* **WORK TO COMPLETE**: Select from the records below every line that has the word "green" in it.

------------------------------

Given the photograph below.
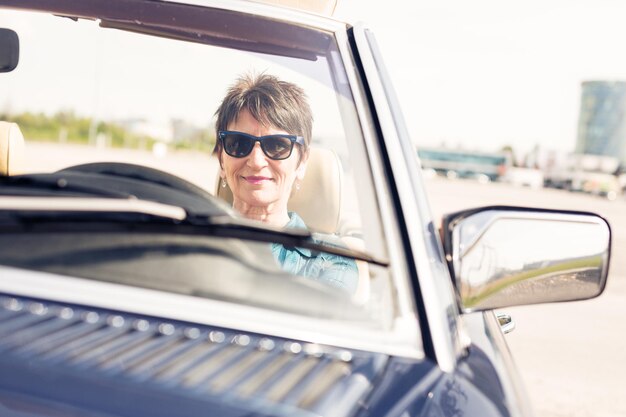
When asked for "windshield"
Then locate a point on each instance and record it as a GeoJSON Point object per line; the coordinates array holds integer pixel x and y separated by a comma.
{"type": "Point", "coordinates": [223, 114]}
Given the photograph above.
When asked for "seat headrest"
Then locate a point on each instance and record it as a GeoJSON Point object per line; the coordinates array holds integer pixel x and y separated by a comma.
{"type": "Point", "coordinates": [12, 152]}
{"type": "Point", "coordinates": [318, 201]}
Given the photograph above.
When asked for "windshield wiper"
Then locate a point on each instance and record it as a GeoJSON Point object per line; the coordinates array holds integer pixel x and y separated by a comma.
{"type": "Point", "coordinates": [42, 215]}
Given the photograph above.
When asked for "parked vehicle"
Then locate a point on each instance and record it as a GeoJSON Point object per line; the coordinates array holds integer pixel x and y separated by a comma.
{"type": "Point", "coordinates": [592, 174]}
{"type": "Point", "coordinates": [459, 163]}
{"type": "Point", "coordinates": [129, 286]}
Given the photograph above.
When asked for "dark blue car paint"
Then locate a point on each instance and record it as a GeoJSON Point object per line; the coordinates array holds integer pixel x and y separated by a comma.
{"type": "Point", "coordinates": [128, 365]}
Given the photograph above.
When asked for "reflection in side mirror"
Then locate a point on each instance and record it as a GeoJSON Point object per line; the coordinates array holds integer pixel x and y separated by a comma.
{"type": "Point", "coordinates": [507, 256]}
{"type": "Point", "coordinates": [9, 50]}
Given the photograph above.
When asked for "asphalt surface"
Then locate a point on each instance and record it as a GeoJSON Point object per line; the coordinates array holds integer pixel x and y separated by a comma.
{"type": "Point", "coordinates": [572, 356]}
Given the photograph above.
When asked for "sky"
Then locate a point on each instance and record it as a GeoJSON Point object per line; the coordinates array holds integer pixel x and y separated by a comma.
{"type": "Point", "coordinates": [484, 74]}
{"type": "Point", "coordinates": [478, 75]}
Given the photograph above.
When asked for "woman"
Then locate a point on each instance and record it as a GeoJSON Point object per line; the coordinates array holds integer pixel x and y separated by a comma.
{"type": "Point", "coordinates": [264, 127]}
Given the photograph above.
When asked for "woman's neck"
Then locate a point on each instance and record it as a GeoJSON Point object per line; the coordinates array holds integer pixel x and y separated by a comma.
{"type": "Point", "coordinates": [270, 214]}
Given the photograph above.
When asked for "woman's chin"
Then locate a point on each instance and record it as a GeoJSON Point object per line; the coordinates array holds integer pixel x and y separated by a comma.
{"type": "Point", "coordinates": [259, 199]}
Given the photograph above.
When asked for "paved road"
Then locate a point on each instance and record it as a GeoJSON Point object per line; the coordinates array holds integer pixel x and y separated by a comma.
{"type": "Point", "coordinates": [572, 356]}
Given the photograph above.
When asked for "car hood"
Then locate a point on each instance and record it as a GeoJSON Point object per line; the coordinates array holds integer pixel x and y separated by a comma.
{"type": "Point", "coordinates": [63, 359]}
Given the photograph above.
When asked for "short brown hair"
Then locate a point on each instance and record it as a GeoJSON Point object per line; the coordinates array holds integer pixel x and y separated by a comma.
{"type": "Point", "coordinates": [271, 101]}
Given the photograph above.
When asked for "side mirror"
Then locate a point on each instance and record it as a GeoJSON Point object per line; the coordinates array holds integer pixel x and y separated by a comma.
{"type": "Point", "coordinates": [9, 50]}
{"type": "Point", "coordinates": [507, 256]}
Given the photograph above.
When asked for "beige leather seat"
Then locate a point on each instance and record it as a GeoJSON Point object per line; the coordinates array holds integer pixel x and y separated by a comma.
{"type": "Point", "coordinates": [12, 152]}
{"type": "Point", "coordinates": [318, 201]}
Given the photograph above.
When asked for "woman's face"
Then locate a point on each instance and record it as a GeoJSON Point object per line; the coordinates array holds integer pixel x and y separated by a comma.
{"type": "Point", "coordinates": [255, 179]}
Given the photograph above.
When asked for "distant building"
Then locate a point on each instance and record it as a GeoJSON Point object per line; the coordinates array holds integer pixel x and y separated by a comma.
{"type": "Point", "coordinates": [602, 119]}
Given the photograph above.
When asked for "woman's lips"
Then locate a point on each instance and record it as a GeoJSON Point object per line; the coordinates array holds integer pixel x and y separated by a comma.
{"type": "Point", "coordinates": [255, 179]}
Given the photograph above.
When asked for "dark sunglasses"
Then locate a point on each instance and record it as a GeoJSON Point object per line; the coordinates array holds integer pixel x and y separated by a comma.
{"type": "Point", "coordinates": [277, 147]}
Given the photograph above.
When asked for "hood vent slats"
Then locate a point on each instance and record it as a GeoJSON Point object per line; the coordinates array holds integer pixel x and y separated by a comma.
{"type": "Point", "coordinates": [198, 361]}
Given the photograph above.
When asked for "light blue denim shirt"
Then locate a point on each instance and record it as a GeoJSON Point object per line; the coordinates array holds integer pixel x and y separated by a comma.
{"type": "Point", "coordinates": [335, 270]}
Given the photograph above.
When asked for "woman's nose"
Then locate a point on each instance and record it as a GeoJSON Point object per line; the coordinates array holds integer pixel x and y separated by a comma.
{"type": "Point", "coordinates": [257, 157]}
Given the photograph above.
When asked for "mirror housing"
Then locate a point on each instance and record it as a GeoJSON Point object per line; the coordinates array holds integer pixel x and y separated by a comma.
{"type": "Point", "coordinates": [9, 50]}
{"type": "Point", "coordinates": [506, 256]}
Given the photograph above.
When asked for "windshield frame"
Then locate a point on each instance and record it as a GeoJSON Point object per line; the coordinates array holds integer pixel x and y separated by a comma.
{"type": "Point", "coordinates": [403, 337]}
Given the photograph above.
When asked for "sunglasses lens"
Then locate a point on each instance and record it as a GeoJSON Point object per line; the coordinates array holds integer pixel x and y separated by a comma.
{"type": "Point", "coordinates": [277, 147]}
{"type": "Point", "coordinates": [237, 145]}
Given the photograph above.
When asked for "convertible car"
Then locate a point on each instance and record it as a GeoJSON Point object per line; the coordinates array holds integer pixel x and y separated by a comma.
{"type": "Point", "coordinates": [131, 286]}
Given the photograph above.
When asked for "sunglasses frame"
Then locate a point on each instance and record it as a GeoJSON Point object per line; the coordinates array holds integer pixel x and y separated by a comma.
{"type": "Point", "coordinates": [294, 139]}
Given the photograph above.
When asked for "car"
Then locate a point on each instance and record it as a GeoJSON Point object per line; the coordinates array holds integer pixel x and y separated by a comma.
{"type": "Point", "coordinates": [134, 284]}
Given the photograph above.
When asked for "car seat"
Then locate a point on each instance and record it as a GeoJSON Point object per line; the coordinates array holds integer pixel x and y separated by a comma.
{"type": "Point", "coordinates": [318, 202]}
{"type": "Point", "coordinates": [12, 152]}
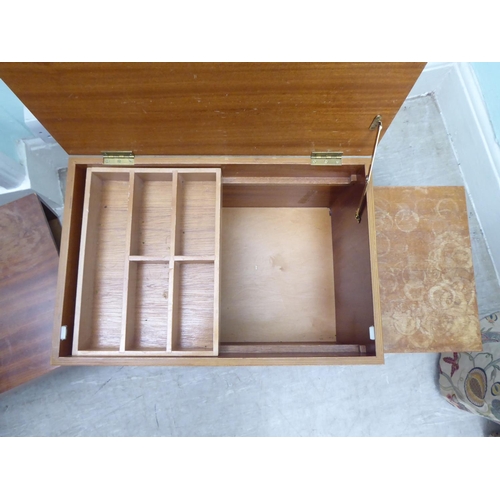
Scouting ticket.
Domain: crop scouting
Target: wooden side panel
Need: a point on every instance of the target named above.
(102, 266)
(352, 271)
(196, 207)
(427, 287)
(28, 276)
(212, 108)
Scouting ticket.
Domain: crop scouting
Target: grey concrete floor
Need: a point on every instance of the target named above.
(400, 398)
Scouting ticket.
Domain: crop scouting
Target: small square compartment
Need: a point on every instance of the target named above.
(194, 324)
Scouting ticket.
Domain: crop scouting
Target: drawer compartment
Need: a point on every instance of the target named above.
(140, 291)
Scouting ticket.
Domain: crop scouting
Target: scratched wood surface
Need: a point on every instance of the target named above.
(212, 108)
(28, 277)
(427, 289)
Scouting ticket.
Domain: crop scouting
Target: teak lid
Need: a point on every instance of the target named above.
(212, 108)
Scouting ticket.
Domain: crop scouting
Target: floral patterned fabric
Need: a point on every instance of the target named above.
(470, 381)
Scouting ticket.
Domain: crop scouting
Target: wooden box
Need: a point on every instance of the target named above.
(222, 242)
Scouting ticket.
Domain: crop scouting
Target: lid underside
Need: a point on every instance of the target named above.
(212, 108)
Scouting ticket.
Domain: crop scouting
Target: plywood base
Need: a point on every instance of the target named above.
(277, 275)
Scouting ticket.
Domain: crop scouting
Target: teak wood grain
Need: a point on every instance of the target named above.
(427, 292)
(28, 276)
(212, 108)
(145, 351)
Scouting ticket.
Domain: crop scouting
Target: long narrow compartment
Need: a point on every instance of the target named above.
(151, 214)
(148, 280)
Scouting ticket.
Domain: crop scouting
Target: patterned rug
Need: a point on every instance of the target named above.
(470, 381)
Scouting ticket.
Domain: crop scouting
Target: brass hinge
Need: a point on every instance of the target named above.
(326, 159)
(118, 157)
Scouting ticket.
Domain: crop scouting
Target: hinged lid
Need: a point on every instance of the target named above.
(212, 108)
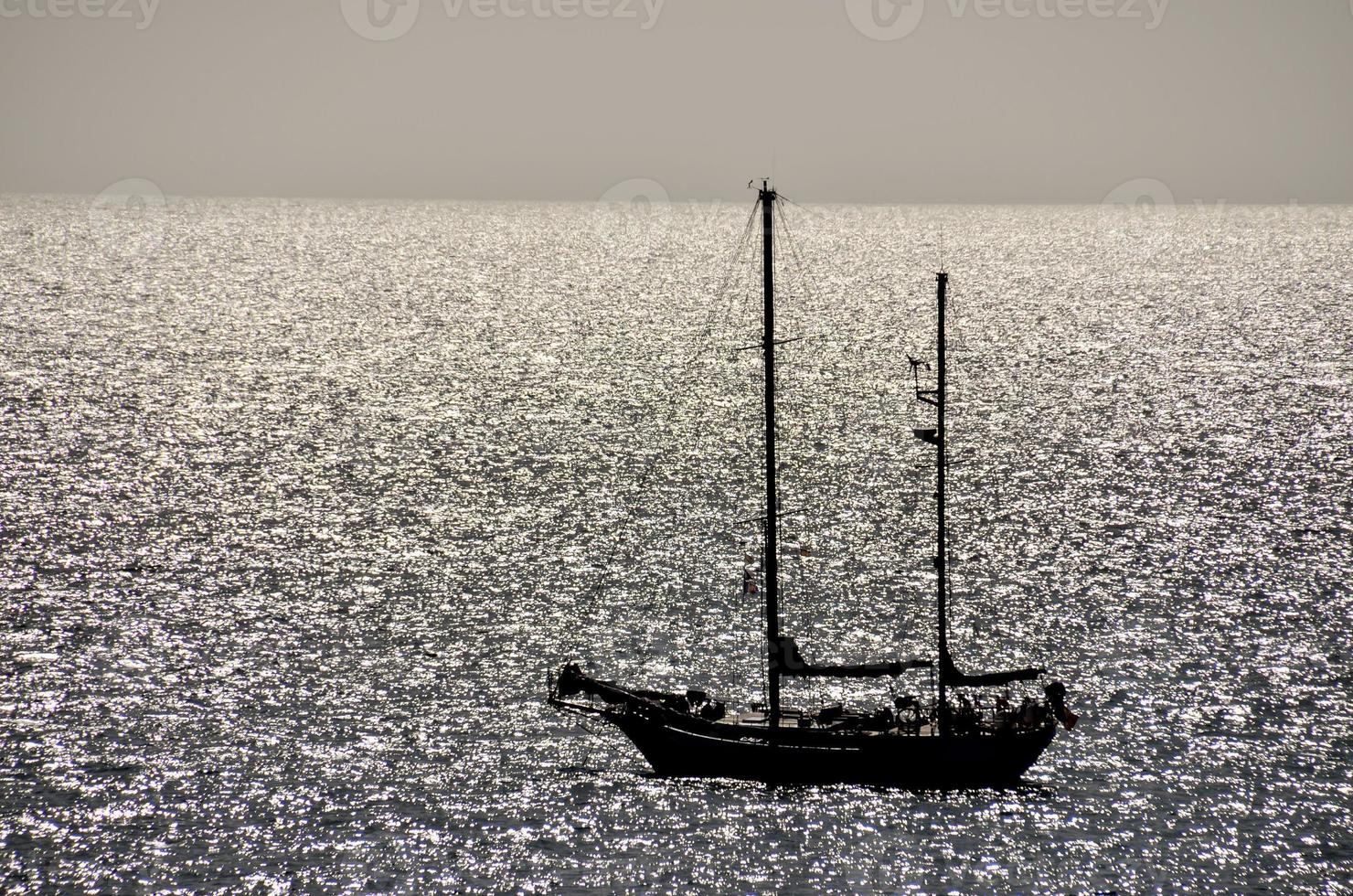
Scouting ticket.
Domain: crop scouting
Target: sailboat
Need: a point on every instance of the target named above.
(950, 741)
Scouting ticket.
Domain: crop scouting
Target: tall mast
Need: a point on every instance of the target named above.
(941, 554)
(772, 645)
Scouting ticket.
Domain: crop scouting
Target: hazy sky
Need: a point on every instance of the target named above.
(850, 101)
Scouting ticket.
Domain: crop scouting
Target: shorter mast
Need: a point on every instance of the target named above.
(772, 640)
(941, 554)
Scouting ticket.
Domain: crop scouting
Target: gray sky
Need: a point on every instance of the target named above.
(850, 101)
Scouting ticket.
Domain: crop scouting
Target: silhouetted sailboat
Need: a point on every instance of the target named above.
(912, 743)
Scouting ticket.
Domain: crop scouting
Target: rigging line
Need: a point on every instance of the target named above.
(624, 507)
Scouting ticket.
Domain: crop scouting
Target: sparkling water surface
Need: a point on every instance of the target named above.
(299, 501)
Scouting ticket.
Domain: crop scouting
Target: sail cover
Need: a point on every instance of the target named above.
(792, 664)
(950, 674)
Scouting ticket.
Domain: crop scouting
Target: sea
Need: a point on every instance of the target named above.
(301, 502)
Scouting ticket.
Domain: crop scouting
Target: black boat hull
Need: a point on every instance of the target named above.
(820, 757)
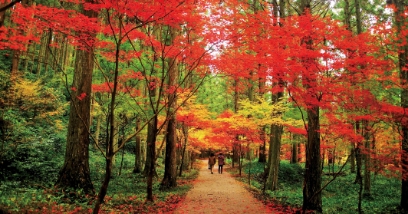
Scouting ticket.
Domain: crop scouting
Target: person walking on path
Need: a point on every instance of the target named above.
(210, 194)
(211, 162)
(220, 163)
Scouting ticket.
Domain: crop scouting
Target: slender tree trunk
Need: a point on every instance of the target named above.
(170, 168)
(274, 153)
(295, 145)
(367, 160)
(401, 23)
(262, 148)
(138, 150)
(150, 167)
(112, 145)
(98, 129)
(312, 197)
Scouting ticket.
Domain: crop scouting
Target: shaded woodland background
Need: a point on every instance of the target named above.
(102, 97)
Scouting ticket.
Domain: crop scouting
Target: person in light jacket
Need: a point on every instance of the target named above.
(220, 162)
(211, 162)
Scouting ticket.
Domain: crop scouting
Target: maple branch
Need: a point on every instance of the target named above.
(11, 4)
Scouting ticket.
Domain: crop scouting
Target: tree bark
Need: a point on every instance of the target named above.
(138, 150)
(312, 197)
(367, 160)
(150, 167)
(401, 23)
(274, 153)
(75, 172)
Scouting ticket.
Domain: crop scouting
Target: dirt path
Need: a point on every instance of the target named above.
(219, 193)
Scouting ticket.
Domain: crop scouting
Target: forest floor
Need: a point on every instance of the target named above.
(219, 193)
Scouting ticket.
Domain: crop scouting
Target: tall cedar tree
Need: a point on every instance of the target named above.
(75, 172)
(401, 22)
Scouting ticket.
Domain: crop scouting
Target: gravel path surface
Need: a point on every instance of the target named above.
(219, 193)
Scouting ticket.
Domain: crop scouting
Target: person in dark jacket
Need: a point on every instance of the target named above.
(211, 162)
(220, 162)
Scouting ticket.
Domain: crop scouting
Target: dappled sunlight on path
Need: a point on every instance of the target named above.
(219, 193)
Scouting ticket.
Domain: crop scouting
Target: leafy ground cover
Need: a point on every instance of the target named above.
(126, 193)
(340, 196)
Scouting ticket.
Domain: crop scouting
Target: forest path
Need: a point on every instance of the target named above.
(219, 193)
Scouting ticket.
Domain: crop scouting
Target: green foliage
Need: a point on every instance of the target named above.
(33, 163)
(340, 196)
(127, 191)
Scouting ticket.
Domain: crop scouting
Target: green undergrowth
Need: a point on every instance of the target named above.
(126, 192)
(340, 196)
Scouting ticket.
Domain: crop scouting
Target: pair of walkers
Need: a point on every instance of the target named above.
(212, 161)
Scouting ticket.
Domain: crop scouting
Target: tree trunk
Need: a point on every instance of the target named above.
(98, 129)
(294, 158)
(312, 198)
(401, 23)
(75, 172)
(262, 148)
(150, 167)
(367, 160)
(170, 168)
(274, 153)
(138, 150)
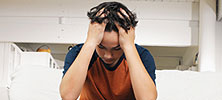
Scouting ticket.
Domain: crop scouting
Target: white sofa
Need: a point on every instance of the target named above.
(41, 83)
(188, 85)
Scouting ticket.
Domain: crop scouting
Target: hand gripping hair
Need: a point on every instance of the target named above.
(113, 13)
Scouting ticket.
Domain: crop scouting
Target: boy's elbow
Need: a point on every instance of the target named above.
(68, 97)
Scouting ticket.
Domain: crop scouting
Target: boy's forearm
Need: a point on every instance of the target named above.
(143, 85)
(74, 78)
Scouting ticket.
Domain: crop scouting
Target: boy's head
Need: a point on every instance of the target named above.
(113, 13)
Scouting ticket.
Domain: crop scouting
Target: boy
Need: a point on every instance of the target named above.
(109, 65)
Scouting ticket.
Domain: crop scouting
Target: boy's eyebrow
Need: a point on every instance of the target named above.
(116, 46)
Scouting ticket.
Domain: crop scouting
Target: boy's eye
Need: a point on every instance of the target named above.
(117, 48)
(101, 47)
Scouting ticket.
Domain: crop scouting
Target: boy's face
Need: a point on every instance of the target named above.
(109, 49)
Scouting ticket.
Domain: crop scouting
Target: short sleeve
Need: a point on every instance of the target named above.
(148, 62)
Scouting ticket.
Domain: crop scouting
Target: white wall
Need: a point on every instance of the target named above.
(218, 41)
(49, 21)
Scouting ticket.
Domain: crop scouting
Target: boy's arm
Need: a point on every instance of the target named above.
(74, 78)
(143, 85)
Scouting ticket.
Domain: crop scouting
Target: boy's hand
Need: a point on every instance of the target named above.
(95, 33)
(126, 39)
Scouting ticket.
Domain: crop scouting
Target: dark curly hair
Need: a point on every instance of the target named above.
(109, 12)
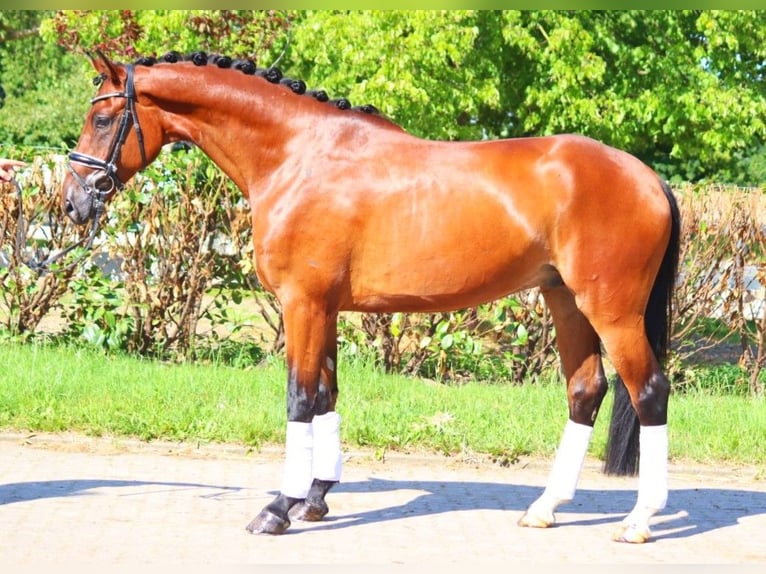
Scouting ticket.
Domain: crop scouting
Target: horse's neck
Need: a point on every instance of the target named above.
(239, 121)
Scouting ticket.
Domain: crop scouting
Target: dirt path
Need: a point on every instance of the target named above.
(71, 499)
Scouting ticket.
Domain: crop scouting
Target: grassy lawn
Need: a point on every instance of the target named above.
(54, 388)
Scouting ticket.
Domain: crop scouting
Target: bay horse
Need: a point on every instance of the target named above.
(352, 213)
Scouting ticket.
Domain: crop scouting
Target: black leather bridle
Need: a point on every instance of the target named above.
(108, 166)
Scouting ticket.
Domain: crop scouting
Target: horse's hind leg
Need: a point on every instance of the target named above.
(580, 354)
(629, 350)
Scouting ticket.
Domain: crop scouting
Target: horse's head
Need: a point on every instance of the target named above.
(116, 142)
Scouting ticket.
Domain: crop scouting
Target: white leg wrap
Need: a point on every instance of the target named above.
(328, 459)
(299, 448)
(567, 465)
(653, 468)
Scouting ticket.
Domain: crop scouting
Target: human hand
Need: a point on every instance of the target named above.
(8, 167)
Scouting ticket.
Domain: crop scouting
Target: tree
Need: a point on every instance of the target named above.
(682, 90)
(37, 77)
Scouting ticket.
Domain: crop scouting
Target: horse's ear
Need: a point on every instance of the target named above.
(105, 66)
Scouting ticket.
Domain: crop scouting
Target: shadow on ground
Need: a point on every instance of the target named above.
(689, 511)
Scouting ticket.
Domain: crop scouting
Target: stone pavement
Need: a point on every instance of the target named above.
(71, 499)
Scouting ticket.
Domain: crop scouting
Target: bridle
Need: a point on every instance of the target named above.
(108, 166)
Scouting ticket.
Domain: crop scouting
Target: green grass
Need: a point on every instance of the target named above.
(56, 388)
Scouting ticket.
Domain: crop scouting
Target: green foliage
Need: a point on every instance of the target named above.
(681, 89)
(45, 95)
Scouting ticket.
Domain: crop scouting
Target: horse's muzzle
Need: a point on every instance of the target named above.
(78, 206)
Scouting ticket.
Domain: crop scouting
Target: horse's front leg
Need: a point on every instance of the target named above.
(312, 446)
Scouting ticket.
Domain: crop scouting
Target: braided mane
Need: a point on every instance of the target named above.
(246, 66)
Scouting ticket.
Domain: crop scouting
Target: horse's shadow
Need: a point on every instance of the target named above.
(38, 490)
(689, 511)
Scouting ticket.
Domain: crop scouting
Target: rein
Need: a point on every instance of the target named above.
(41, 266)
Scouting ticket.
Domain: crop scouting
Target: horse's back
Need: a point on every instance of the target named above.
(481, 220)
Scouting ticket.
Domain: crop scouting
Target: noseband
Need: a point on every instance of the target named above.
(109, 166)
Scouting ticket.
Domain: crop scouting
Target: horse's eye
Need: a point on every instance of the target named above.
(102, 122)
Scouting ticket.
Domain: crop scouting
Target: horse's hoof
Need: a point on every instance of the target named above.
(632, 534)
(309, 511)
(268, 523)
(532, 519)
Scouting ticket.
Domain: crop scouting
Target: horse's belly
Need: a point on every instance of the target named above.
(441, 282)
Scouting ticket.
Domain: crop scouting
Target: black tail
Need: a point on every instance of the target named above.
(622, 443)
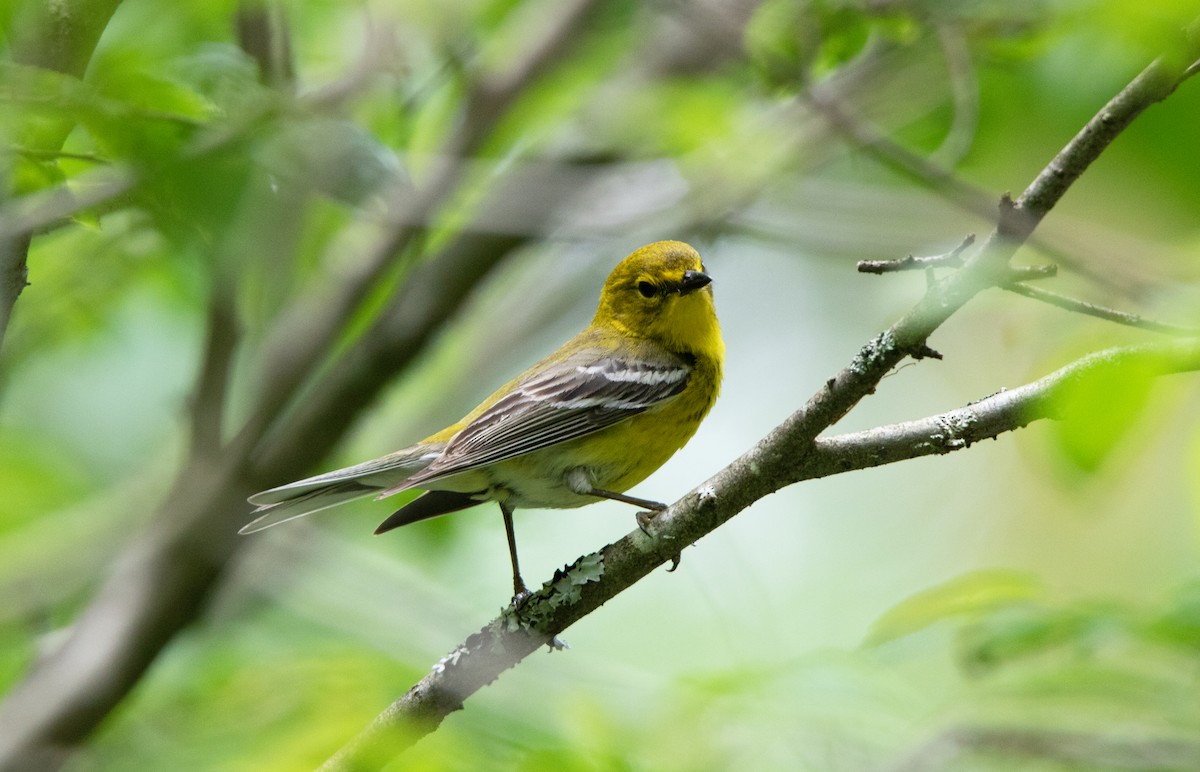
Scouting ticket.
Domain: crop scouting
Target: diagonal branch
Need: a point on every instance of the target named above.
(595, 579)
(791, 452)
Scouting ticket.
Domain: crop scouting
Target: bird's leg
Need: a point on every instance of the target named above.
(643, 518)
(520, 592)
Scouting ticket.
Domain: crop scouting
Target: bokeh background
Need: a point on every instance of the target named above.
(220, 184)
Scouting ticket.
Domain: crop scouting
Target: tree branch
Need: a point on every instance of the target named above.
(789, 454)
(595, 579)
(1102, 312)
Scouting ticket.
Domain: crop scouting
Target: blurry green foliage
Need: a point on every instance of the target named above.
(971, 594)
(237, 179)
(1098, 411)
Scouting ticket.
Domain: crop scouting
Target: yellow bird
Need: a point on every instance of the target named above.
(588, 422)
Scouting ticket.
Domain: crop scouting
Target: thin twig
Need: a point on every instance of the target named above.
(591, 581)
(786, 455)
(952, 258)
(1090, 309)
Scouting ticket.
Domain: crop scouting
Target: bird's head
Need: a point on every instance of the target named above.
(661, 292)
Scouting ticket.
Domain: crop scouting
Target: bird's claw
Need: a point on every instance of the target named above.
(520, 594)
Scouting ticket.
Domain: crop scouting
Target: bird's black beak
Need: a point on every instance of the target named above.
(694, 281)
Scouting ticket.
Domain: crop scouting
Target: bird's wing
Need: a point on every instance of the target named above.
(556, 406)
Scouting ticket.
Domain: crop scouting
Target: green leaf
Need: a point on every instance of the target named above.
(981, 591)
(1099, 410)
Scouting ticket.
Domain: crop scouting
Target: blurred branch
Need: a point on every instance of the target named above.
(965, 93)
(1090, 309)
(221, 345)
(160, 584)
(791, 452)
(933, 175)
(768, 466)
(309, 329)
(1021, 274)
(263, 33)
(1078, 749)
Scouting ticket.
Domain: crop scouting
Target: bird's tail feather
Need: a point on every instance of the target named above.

------------------------------

* **YOUR RESPONSE**:
Target: green foliage
Target: green undergrowth
Target: green grass
Target: green foliage
Target: blurry green foliage
Target: green leaf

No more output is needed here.